What is required:
Present every line of the material below as a numbered list, and leave out any blank lines.

Dataset records:
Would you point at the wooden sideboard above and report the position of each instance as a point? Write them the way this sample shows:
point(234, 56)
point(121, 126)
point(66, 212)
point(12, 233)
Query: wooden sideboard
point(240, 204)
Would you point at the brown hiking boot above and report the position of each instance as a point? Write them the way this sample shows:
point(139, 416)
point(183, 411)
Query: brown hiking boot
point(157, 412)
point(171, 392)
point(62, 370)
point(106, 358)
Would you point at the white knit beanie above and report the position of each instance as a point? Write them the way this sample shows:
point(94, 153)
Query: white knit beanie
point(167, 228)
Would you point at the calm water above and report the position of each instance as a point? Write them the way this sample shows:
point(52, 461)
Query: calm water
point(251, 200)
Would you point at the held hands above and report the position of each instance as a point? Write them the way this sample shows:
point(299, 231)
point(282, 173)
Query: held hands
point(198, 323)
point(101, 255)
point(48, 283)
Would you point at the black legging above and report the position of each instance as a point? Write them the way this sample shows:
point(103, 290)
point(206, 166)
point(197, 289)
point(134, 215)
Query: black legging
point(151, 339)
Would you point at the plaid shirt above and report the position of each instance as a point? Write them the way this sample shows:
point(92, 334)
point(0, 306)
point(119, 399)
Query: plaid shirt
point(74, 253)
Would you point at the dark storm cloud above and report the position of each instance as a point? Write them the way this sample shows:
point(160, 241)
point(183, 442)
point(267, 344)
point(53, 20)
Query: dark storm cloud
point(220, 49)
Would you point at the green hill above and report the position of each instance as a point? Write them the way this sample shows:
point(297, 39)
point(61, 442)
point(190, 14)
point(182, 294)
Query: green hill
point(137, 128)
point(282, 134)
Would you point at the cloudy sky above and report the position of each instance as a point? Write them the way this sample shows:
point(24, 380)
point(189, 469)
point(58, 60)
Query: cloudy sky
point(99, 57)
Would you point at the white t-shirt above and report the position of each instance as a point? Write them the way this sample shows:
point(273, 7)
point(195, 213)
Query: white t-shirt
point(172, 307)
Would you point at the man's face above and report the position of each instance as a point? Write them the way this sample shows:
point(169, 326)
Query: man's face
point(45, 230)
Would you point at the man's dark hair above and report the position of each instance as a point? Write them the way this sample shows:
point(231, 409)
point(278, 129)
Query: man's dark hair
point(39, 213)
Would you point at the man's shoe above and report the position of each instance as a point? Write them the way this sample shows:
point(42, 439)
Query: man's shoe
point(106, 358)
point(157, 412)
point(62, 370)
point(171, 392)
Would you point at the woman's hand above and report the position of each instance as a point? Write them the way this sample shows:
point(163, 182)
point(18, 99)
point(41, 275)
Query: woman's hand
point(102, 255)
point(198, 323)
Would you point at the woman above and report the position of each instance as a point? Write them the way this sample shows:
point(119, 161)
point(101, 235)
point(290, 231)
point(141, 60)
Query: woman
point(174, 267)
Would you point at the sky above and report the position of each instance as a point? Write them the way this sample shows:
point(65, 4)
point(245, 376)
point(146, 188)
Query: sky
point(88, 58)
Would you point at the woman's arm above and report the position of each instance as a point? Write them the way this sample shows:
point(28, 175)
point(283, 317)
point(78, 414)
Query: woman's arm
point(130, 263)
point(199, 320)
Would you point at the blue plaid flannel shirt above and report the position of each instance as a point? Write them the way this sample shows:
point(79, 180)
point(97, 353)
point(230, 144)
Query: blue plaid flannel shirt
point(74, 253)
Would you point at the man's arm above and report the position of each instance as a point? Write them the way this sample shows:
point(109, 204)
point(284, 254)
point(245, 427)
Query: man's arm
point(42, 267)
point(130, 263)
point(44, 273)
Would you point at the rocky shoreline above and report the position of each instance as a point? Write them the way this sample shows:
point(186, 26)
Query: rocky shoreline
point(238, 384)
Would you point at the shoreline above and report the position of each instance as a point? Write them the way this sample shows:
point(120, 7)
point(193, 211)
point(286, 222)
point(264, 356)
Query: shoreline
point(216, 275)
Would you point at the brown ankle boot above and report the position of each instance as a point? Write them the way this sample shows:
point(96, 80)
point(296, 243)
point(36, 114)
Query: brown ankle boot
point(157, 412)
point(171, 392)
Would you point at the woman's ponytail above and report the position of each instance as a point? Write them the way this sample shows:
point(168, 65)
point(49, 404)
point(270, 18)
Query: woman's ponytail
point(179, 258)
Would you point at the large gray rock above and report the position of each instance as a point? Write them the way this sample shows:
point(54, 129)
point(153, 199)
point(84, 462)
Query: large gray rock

Correct response:
1. Would you point at the wooden sideboard above and report the position of each instance as a point? Write them the way this sample shows:
2. point(234, 56)
3. point(121, 126)
4. point(66, 212)
5. point(12, 233)
6. Query: wooden sideboard
7. point(240, 204)
8. Would you point at the brown hiking boot above and report the position of each instance as a point? Write them the way this sample shows:
9. point(139, 416)
10. point(183, 411)
11. Query: brown hiking boot
12. point(157, 412)
13. point(171, 392)
14. point(62, 370)
15. point(106, 358)
16. Would you point at the white knit beanie above and report the position of each instance as a point? Write them the way this sample shows:
17. point(94, 153)
18. Query: white knit beanie
19. point(167, 228)
20. Would you point at the calm water above and report the position of each instance as a point? Write them the way this sample shows:
21. point(52, 461)
22. Query: calm water
23. point(251, 200)
24. Would you point at the held hands above and report the position of each instance as a point? Write them the way this sample shows:
25. point(299, 231)
26. point(282, 173)
27. Query: held hands
28. point(198, 323)
29. point(101, 255)
30. point(48, 283)
31. Would you point at the black legging above and report the position of each instance as a point? Write them the way this sample shows:
32. point(103, 290)
33. point(206, 166)
34. point(197, 289)
35. point(134, 215)
36. Query: black legging
37. point(151, 339)
38. Would you point at the plaid shirt above and report the position of each instance as a point? Write them the way this sample shows:
39. point(92, 334)
40. point(0, 306)
41. point(119, 399)
42. Query: plaid shirt
43. point(74, 253)
44. Would you point at the dark storm cloud above and report the position of each instance as a point? Write them the way this sample shows:
45. point(160, 241)
46. point(183, 442)
47. point(267, 344)
48. point(53, 20)
49. Query: dark storm cloud
50. point(220, 49)
51. Would you point at the green hill above and report the position of each instance as a point? Write them the way this sample shows:
52. point(297, 39)
53. point(61, 442)
54. point(190, 14)
55. point(182, 294)
56. Query: green hill
57. point(137, 128)
58. point(282, 134)
59. Would you point at the cloudy sky above and report the position of each instance as a point? Write them the way this sample shows:
60. point(24, 380)
61. point(189, 469)
62. point(58, 60)
63. Query: cloudy sky
64. point(99, 57)
65. Would you point at the white t-shirt above and report the position of each instance as a point? Write them the way this sample shows:
66. point(273, 7)
67. point(195, 213)
68. Query: white t-shirt
69. point(172, 307)
70. Would you point at the man's face above and report the position of each instance as a point? Write them the way this sample shows:
71. point(169, 326)
72. Query: man's face
73. point(45, 230)
74. Would you point at the man's dark hair above and report the position of each instance as a point? Write them the way this sample shows:
75. point(231, 409)
76. point(278, 129)
77. Query: man's dark hair
78. point(39, 213)
79. Would you point at the man's shoe above and report the position of each instance as a point? Write them the way this sample shows:
80. point(42, 439)
81. Query: man's shoe
82. point(106, 358)
83. point(157, 412)
84. point(62, 370)
85. point(171, 392)
86. Would you point at the woman's hand above and report the position of each instance as a point? Write them the way this sample shows:
87. point(163, 182)
88. point(18, 99)
89. point(41, 275)
90. Query: woman's hand
91. point(102, 255)
92. point(198, 323)
93. Would you point at the woman above and report the position of each instance as a point? Write them the way this sample shows:
94. point(119, 161)
95. point(101, 235)
96. point(290, 231)
97. point(141, 60)
98. Query: woman
99. point(174, 267)
100. Would you point at the sky above and report the position of each instance as a point? Write them the way this sample shows:
101. point(65, 4)
102. point(245, 376)
103. point(146, 188)
104. Query: sky
105. point(88, 58)
106. Would you point at the woman's arm above and report the position of each instance as a point? Write them the way this sample shows:
107. point(28, 175)
108. point(283, 317)
109. point(78, 414)
110. Query: woman's arm
111. point(130, 263)
112. point(199, 320)
113. Would you point at the blue plaid flannel shirt above and report the position of each instance as a point? Write them the way this sample shows:
114. point(79, 180)
115. point(97, 353)
116. point(230, 144)
117. Query: blue plaid flannel shirt
118. point(74, 253)
119. Would you point at the man's arm above and report the position of each instance as a point? Write them the way this sample shows:
120. point(109, 204)
121. point(284, 254)
122. point(245, 427)
123. Query: man's arm
124. point(42, 267)
125. point(130, 263)
126. point(44, 273)
127. Would you point at the rocky shoreline above and report the position of each instance as a point? Write them the way this sample shows:
128. point(186, 26)
129. Query: rocky shoreline
130. point(238, 384)
131. Would you point at the shoreline above and report the position of each instance as a point? Write them the way this sample shows:
132. point(120, 7)
133. point(193, 211)
134. point(286, 222)
135. point(264, 356)
136. Query: shoreline
137. point(216, 275)
138. Would you point at the brown ankle boot above and report the position of each instance as a point? Write them the way this sample shows:
139. point(96, 80)
140. point(296, 243)
141. point(36, 114)
142. Query: brown ankle boot
143. point(157, 412)
144. point(171, 392)
145. Would you point at the woman's ponytail above and report the position of each instance as a point? Write them the way this sample shows:
146. point(168, 65)
147. point(49, 404)
148. point(270, 18)
149. Query: woman's ponytail
150. point(179, 258)
151. Would you point at the large gray rock above and report the position of each instance as a point? Write them the way this sample shows:
152. point(54, 129)
153. point(153, 199)
154. point(84, 462)
155. Query: large gray rock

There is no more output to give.